## THE TASK
Count the rows below that contain the string "woman" and reply with that number alone.

## RECORDS SHOWN
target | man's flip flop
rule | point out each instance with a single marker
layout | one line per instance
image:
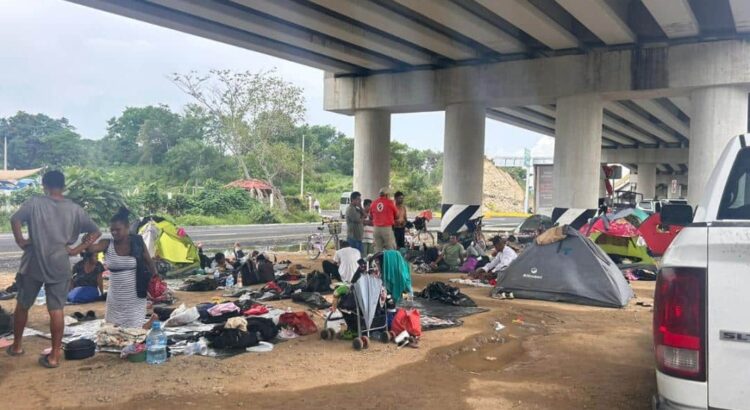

...

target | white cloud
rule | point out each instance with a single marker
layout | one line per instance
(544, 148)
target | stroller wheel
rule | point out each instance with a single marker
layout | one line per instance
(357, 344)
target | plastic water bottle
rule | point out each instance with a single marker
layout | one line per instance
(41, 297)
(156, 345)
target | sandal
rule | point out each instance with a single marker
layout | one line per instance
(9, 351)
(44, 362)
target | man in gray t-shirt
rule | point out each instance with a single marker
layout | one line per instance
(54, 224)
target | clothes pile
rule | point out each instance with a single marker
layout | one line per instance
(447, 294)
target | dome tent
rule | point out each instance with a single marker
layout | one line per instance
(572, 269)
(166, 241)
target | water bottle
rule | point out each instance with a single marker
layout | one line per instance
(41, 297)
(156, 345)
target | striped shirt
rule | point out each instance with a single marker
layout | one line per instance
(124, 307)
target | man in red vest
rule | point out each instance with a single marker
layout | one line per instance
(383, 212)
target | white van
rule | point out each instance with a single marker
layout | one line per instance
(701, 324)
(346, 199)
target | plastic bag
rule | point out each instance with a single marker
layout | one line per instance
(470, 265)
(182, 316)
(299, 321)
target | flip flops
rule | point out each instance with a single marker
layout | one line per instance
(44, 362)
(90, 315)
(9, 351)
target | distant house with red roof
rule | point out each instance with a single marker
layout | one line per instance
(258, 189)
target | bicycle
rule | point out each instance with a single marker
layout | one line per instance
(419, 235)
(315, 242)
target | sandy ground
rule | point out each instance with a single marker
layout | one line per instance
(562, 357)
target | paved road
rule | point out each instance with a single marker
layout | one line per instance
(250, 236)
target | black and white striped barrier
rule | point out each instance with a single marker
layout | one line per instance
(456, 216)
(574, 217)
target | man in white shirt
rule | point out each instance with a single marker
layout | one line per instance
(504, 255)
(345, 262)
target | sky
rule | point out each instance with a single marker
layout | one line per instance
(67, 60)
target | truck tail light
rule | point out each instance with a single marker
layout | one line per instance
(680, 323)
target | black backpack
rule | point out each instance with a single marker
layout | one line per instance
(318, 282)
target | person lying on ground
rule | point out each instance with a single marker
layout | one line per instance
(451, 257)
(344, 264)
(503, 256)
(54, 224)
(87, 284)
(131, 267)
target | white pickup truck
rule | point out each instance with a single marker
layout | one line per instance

==

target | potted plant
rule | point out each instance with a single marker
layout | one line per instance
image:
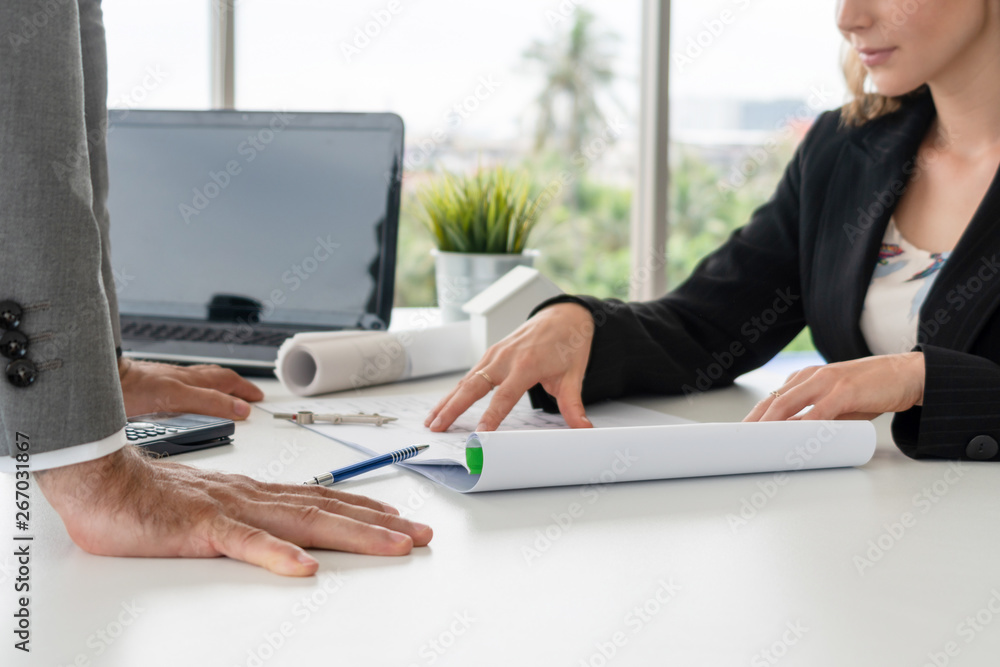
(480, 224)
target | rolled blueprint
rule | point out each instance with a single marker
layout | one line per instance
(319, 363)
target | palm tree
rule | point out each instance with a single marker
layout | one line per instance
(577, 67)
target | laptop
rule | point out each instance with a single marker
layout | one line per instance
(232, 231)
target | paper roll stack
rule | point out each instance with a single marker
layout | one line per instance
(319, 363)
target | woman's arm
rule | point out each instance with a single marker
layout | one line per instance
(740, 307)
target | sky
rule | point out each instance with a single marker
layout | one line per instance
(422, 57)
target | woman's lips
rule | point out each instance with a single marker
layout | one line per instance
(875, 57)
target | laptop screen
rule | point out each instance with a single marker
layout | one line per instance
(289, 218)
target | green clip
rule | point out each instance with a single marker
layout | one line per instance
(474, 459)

## THE SOLUTION
2